■ **Dataset**:
-----
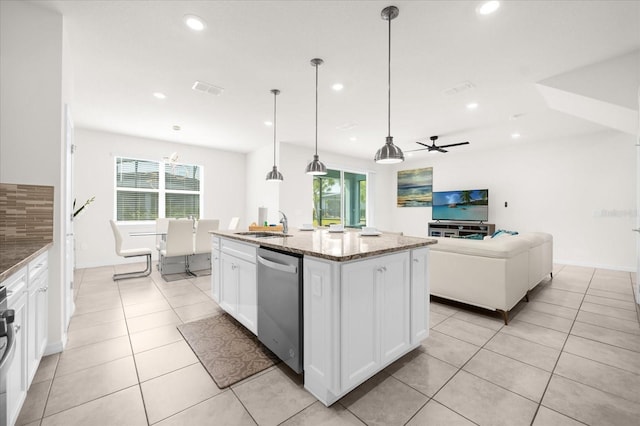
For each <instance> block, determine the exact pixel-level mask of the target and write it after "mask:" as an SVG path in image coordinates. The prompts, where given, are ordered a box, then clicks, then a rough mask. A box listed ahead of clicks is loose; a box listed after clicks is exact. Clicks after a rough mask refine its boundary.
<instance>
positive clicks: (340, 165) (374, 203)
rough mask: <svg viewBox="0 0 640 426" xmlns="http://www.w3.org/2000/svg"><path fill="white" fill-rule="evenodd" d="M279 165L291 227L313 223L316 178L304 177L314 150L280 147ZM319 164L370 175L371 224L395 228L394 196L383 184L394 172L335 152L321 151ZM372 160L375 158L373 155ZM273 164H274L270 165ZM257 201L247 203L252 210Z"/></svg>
mask: <svg viewBox="0 0 640 426" xmlns="http://www.w3.org/2000/svg"><path fill="white" fill-rule="evenodd" d="M280 146H281V149H280V163H279V164H278V169H279V170H280V171H281V172H282V174H283V175H284V182H282V183H280V184H279V185H280V188H279V191H280V197H279V201H278V204H279V208H280V210H282V211H284V212H285V213H286V214H287V216H288V218H289V224H290V225H291V226H300V225H302V224H303V223H311V222H312V220H313V176H310V175H307V174H306V173H305V168H306V167H307V164H308V163H309V162H310V161H311V160H312V159H313V149H311V148H308V147H301V146H299V145H293V144H290V143H281V144H280ZM319 154H320V161H322V162H323V163H324V164H325V165H326V166H327V167H328V168H331V169H343V170H353V171H360V172H368V173H369V181H370V183H371V184H372V186H373V188H371V189H372V190H371V193H370V194H368V195H369V197H371V200H372V201H373V203H374V208H373V210H374V211H375V217H372V218H371V220H370V223H369V224H370V225H371V226H378V227H379V228H381V229H387V230H392V229H394V224H393V223H392V222H391V221H390V213H391V208H390V206H391V204H390V203H391V202H392V201H393V202H395V192H394V193H393V194H389V193H388V192H387V191H386V188H385V187H384V185H382V184H381V182H384V181H388V180H390V178H391V176H393V170H392V168H390V167H388V166H380V165H377V164H375V163H374V162H373V160H371V161H367V160H363V159H359V158H353V157H347V156H344V155H339V154H335V153H332V152H323V151H322V150H320V151H319ZM372 157H373V154H372ZM271 162H273V161H271ZM270 168H271V164H270V165H269V167H268V168H267V169H265V172H264V173H261V174H260V175H259V176H256V178H255V179H256V181H255V182H252V184H256V183H257V180H259V179H262V181H264V175H265V174H266V173H267V171H268V170H269V169H270ZM257 202H258V200H257V199H255V198H254V199H247V206H248V208H249V209H251V208H252V207H253V206H252V205H255V206H256V209H255V210H256V213H255V214H257V204H256V203H257Z"/></svg>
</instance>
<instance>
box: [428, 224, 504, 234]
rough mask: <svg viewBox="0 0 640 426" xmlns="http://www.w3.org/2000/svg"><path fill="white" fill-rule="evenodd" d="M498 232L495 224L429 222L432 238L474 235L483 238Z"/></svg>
mask: <svg viewBox="0 0 640 426" xmlns="http://www.w3.org/2000/svg"><path fill="white" fill-rule="evenodd" d="M495 231H496V225H495V224H493V223H483V222H467V221H459V222H457V221H451V222H443V221H436V222H429V232H428V234H429V236H430V237H464V236H467V235H472V234H480V235H482V236H483V237H486V236H488V235H492V234H493V233H494V232H495Z"/></svg>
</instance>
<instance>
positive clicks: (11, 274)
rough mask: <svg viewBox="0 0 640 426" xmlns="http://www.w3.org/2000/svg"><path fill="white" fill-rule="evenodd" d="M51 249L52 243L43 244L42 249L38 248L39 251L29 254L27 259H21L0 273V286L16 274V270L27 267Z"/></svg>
mask: <svg viewBox="0 0 640 426" xmlns="http://www.w3.org/2000/svg"><path fill="white" fill-rule="evenodd" d="M51 247H53V241H51V242H48V243H44V245H43V246H42V247H40V248H39V249H37V250H35V251H34V252H33V253H31V254H30V255H28V256H27V257H25V258H24V259H22V260H21V261H19V262H18V263H16V264H15V265H13V266H11V267H9V269H7V270H5V271H2V272H0V284H2V283H3V282H4V281H5V280H6V279H7V278H9V277H10V276H11V275H13V274H14V273H15V272H17V271H18V270H20V269H22V268H23V267H25V266H27V265H28V264H29V262H31V261H32V260H33V259H35V258H36V257H38V256H40V255H41V254H42V253H44V252H45V251H47V250H49V249H50V248H51Z"/></svg>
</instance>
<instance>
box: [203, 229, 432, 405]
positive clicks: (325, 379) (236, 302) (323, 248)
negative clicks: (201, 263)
mask: <svg viewBox="0 0 640 426" xmlns="http://www.w3.org/2000/svg"><path fill="white" fill-rule="evenodd" d="M211 233H212V235H213V237H212V240H213V252H212V263H213V268H212V269H213V270H212V292H213V296H214V299H216V300H217V301H218V302H219V303H220V306H221V307H222V308H223V309H225V310H226V311H227V312H229V313H230V314H231V315H233V316H234V317H235V318H236V319H238V320H239V321H240V322H241V323H242V324H244V325H245V326H246V327H247V328H249V329H250V330H251V331H253V332H254V333H256V330H257V326H256V323H257V315H256V314H255V313H256V311H257V299H256V298H255V294H256V288H255V285H256V281H255V279H254V280H253V281H252V279H251V277H252V274H253V276H254V277H255V276H256V266H255V263H256V261H255V253H256V250H257V248H258V247H262V248H268V249H272V250H276V251H280V252H283V253H290V254H294V255H298V256H302V257H303V278H302V289H301V291H302V322H303V339H302V340H303V342H304V344H303V367H304V386H305V389H307V390H308V391H309V392H311V393H312V394H313V395H314V396H315V397H316V398H318V399H319V400H320V401H321V402H322V403H324V404H325V405H327V406H328V405H331V404H333V403H334V402H335V401H337V400H338V399H340V398H341V397H342V396H344V395H346V394H347V393H348V392H349V391H351V390H352V389H354V388H355V387H356V386H358V385H360V384H361V383H363V382H364V381H365V380H367V379H368V378H370V377H372V376H373V375H374V374H376V373H377V372H379V371H381V370H382V369H383V368H385V367H386V366H388V365H389V364H391V363H392V362H394V361H395V360H397V359H398V358H400V357H401V356H403V355H405V354H406V353H408V352H410V351H412V350H413V349H415V348H417V347H418V346H419V345H420V343H421V341H422V340H424V339H425V338H426V337H427V336H428V333H429V326H428V317H429V301H428V297H429V286H428V281H427V280H428V278H427V277H428V274H427V268H428V259H429V248H428V246H429V245H430V244H434V243H435V242H436V241H435V240H432V239H427V238H416V237H406V236H402V235H396V234H386V233H383V234H381V235H375V236H364V235H362V234H361V233H360V232H355V231H346V232H343V233H332V232H329V231H328V230H327V229H318V230H313V231H298V230H293V231H290V232H288V233H287V236H280V235H277V234H276V235H277V236H273V235H271V236H269V235H267V236H265V237H262V238H258V237H256V235H257V234H247V233H237V232H231V231H212V232H211ZM243 234H244V235H243ZM274 234H275V233H274ZM225 256H227V258H228V259H231V261H233V262H235V263H234V264H233V268H227V267H225V266H224V264H225V263H224V257H225ZM228 256H231V257H228ZM234 256H235V257H234ZM221 258H222V259H221ZM252 258H253V259H252ZM221 260H222V262H221ZM229 263H230V261H227V264H229ZM225 268H227V269H229V270H233V271H236V273H235V275H234V277H235V278H234V280H233V285H234V286H235V287H234V291H233V297H226V296H225V292H226V294H228V293H229V291H228V290H225V289H226V287H225V286H226V284H225V281H229V280H226V279H225V277H224V276H225V272H224V271H225ZM243 271H244V272H243ZM227 275H230V274H227Z"/></svg>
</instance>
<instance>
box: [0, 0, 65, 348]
mask: <svg viewBox="0 0 640 426" xmlns="http://www.w3.org/2000/svg"><path fill="white" fill-rule="evenodd" d="M65 62H66V61H65ZM66 65H67V64H66V63H63V20H62V16H61V15H59V14H58V13H56V12H53V11H50V10H48V9H44V8H41V7H39V6H36V5H33V4H31V3H28V2H19V1H2V2H0V181H1V182H5V183H24V184H34V185H49V186H53V187H54V217H53V220H54V229H53V232H54V235H53V240H54V244H53V247H52V248H51V249H50V251H49V293H48V297H49V322H48V325H49V329H48V332H49V334H48V338H49V347H52V346H53V347H62V345H63V342H64V340H66V337H65V336H66V330H63V319H62V306H63V300H62V299H63V288H62V283H63V276H64V275H63V268H64V241H65V238H64V231H63V230H64V228H63V218H62V214H61V212H62V204H61V203H62V202H63V201H64V193H63V191H64V185H63V179H64V173H63V170H64V169H63V157H64V149H63V142H62V141H63V132H64V121H63V120H64V115H63V105H64V104H65V103H66V102H68V100H69V98H70V90H71V82H70V75H69V74H68V70H67V69H66ZM47 350H48V349H47Z"/></svg>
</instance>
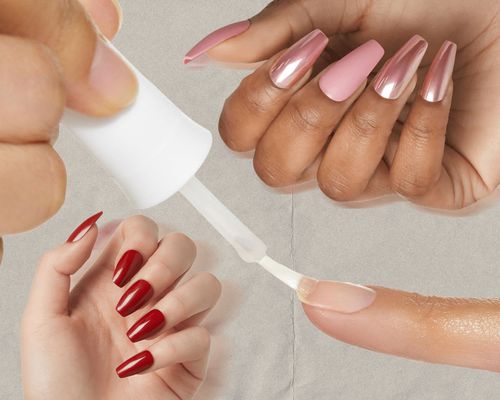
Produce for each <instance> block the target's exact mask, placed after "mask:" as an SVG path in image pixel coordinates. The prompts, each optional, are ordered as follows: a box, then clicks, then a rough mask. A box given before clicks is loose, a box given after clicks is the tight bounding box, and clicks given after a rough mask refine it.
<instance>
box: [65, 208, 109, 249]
mask: <svg viewBox="0 0 500 400" xmlns="http://www.w3.org/2000/svg"><path fill="white" fill-rule="evenodd" d="M101 215H102V211H99V212H98V213H97V214H94V215H92V216H91V217H88V218H87V219H86V220H85V221H83V222H82V223H81V224H80V225H78V226H77V228H76V229H75V230H74V231H73V232H72V233H71V235H69V237H68V239H67V240H66V243H75V242H77V241H79V240H80V239H81V238H83V237H84V236H85V235H86V234H87V232H88V231H89V230H90V228H92V226H94V224H95V223H96V222H97V220H98V219H99V218H101Z"/></svg>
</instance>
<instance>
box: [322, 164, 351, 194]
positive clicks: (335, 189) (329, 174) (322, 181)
mask: <svg viewBox="0 0 500 400" xmlns="http://www.w3.org/2000/svg"><path fill="white" fill-rule="evenodd" d="M318 186H319V188H320V189H321V191H322V192H323V193H324V194H325V195H327V196H328V197H329V198H331V199H332V200H335V201H350V200H353V199H354V193H353V190H352V186H351V183H350V179H349V178H348V177H347V176H345V175H344V174H342V173H340V172H339V171H336V170H331V169H329V168H321V169H320V171H319V172H318Z"/></svg>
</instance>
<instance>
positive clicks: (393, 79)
mask: <svg viewBox="0 0 500 400" xmlns="http://www.w3.org/2000/svg"><path fill="white" fill-rule="evenodd" d="M426 50H427V41H426V40H425V39H424V38H422V37H421V36H419V35H415V36H413V37H412V38H411V39H410V40H408V41H407V42H406V43H405V44H404V45H403V47H401V48H400V49H399V50H398V51H397V53H396V54H394V56H393V57H392V58H391V59H389V60H388V61H387V62H386V63H385V65H384V66H383V67H382V69H381V70H380V71H379V73H378V74H377V76H376V78H375V80H374V83H373V88H374V89H375V91H376V92H377V93H378V94H379V95H380V96H382V97H383V98H384V99H397V98H398V97H399V96H401V94H402V93H403V92H404V90H405V88H406V86H408V84H409V83H410V81H411V79H412V78H413V75H414V74H415V72H417V69H418V66H419V65H420V62H421V61H422V58H423V57H424V54H425V51H426Z"/></svg>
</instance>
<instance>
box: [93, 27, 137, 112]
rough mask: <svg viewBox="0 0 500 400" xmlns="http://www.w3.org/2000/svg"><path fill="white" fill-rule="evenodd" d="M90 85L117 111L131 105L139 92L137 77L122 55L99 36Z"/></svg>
mask: <svg viewBox="0 0 500 400" xmlns="http://www.w3.org/2000/svg"><path fill="white" fill-rule="evenodd" d="M89 85H90V86H91V87H92V88H93V89H94V90H95V92H96V93H97V94H98V95H99V96H100V97H101V99H102V100H103V101H104V102H105V103H106V104H107V105H108V108H109V110H106V111H115V110H120V109H122V108H125V107H127V106H128V105H130V104H131V103H132V102H133V101H134V99H135V96H136V94H137V85H138V84H137V78H136V77H135V75H134V73H133V72H132V70H131V69H130V68H129V67H128V66H127V64H126V63H125V61H123V59H122V57H121V56H120V55H119V54H117V53H116V52H115V51H114V50H113V49H112V48H111V47H110V46H109V45H108V43H107V41H106V40H105V39H104V38H102V37H100V36H98V38H97V41H96V47H95V54H94V60H93V62H92V67H91V69H90V74H89Z"/></svg>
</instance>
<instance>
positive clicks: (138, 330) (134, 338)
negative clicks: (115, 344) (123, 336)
mask: <svg viewBox="0 0 500 400" xmlns="http://www.w3.org/2000/svg"><path fill="white" fill-rule="evenodd" d="M164 325H165V317H164V315H163V313H162V312H161V311H159V310H156V309H155V310H151V311H150V312H148V313H147V314H146V315H144V316H143V317H142V318H141V319H139V321H137V322H136V323H135V324H134V325H132V327H131V328H130V329H129V330H128V332H127V336H128V338H129V339H130V340H131V341H132V342H134V343H135V342H139V341H140V340H143V339H147V338H148V337H151V336H153V335H154V334H156V333H158V332H159V331H160V330H161V328H163V326H164Z"/></svg>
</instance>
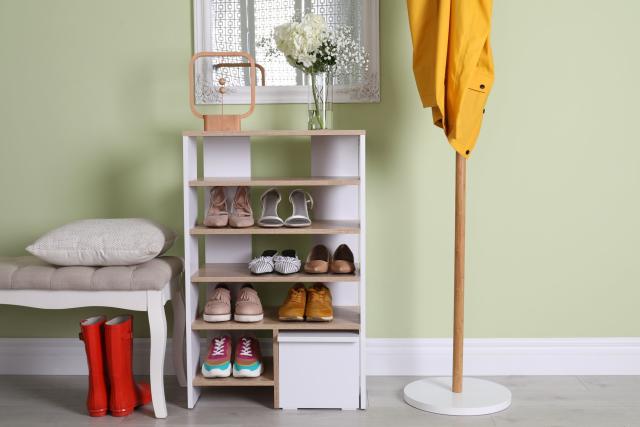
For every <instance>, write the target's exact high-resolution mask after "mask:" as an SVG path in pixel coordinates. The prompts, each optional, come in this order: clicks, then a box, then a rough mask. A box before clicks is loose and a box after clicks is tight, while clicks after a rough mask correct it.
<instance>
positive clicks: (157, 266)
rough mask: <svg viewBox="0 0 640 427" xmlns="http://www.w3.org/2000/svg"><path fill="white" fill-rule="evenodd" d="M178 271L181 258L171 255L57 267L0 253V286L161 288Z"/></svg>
mask: <svg viewBox="0 0 640 427" xmlns="http://www.w3.org/2000/svg"><path fill="white" fill-rule="evenodd" d="M180 273H182V260H181V259H180V258H176V257H171V256H164V257H160V258H154V259H152V260H151V261H147V262H145V263H142V264H138V265H130V266H117V267H86V266H75V267H56V266H53V265H50V264H47V263H46V262H44V261H42V260H41V259H38V258H36V257H33V256H24V257H15V258H4V257H0V290H2V289H14V290H17V289H39V290H49V291H58V290H74V291H143V290H144V291H147V290H160V289H162V288H163V287H164V286H165V285H166V284H167V283H169V281H170V280H171V279H172V278H174V277H176V276H178V275H179V274H180Z"/></svg>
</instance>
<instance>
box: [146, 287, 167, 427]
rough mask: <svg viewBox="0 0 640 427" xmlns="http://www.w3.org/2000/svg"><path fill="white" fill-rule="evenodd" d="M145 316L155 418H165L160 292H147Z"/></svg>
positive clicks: (165, 326)
mask: <svg viewBox="0 0 640 427" xmlns="http://www.w3.org/2000/svg"><path fill="white" fill-rule="evenodd" d="M147 315H148V316H149V331H150V336H151V355H150V358H149V359H150V363H149V376H150V379H151V397H152V399H153V411H154V413H155V415H156V418H166V417H167V402H166V399H165V397H164V353H165V350H166V346H167V318H166V317H165V315H164V304H163V298H162V291H147Z"/></svg>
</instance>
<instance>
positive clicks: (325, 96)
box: [305, 72, 333, 130]
mask: <svg viewBox="0 0 640 427" xmlns="http://www.w3.org/2000/svg"><path fill="white" fill-rule="evenodd" d="M305 79H306V82H305V83H306V86H307V88H308V90H307V91H308V104H309V123H308V128H309V130H317V129H331V128H332V126H333V77H332V75H331V73H327V72H325V73H313V74H305Z"/></svg>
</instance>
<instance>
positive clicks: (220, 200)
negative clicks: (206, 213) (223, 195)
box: [209, 191, 227, 212]
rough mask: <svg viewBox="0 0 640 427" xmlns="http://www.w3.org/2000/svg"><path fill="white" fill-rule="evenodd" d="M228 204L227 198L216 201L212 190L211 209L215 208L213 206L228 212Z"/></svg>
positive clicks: (210, 208)
mask: <svg viewBox="0 0 640 427" xmlns="http://www.w3.org/2000/svg"><path fill="white" fill-rule="evenodd" d="M226 204H227V199H226V198H224V197H223V198H221V199H220V200H218V201H216V198H215V195H214V192H213V191H212V192H211V199H210V201H209V209H213V208H218V209H219V210H220V211H221V212H226V209H225V208H226Z"/></svg>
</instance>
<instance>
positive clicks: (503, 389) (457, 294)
mask: <svg viewBox="0 0 640 427" xmlns="http://www.w3.org/2000/svg"><path fill="white" fill-rule="evenodd" d="M466 181H467V160H466V159H465V158H464V157H462V156H461V155H460V154H459V153H456V208H455V209H456V211H455V249H454V267H453V268H454V274H453V287H454V296H453V377H435V378H425V379H422V380H418V381H414V382H412V383H410V384H407V385H406V386H405V388H404V400H405V402H407V403H408V404H409V405H411V406H413V407H415V408H418V409H422V410H423V411H428V412H433V413H436V414H444V415H486V414H492V413H494V412H499V411H502V410H504V409H506V408H508V407H509V405H511V392H510V391H509V389H508V388H506V387H504V386H502V385H500V384H496V383H494V382H491V381H487V380H481V379H477V378H463V374H462V373H463V368H462V361H463V357H462V356H463V347H464V255H465V215H466V192H467V188H466V186H467V184H466Z"/></svg>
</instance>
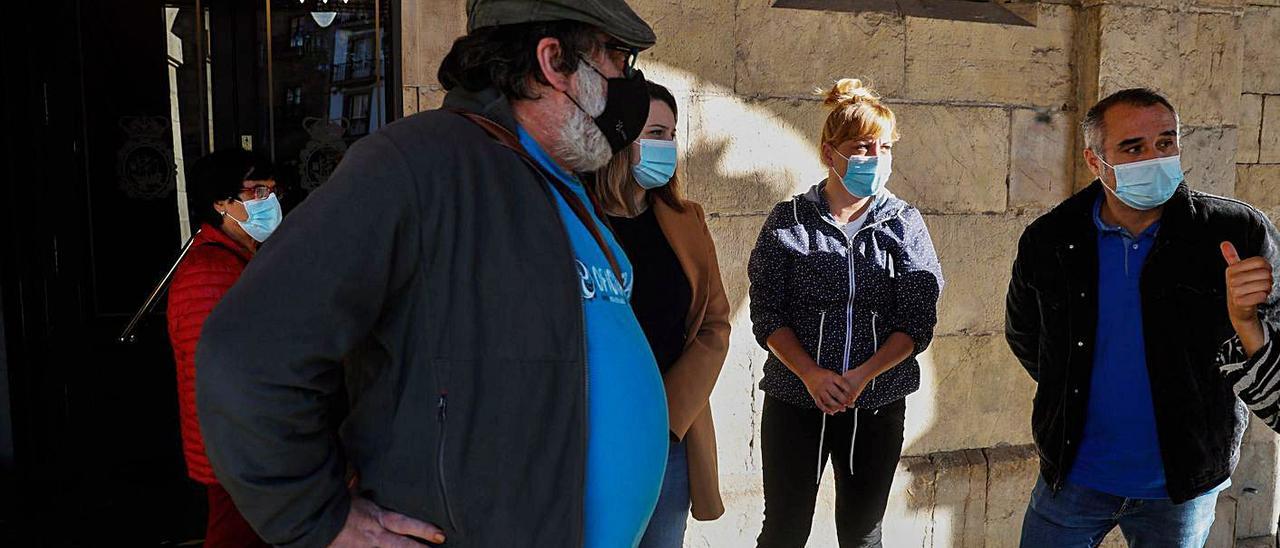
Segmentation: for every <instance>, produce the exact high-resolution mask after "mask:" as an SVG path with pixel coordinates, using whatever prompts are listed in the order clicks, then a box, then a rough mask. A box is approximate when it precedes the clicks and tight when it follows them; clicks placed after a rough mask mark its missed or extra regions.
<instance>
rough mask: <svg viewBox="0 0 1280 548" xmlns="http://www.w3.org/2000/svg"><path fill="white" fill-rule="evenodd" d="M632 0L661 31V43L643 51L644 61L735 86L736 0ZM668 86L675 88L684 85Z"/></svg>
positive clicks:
-----
■ **Assignment**:
Your reply should hold every line from the data that contains "then", copied in full.

■ **Reply**:
For each <instance> block, determine the exact pixel-level mask of the target and write it after "mask:" as an SVG path in image coordinates. The prompts, where given, are ordered a box, then clicks, then a rough mask. A box listed ahead of clicks is loose; a box listed after clicks is exact. Clicks after a rough mask refine its boundary.
Produce for each <instance> block the target's exact mask, placed after "mask:" as an SVG path in image pixel coordinates. The prompts, each optional, are ordered as follows: a box, then clicks, then a rough mask. A box given before clicks is loose, a box given after clicks is the tight bounding box, and clicks given after a rough mask refine it.
For every <instance>, write the target's exact high-resolution mask after "mask:" as an SVG path in pixel coordinates. The prompts, each optional, come in this order: clicks, then a box, then a rough mask. A box before clicks is loose and a box after clicks is tight, while clicks after a rough mask correct it.
Segmentation: for every <instance>, produce the exact high-resolution mask after "mask:" as an SVG path with pixel coordinates, using whatever prompts are listed in the order clicks, then a box, then a rough mask. A box is approximate when it precedes the clicks and tight when it follows them; clicks placed after a rough mask mark its missed or extra regions.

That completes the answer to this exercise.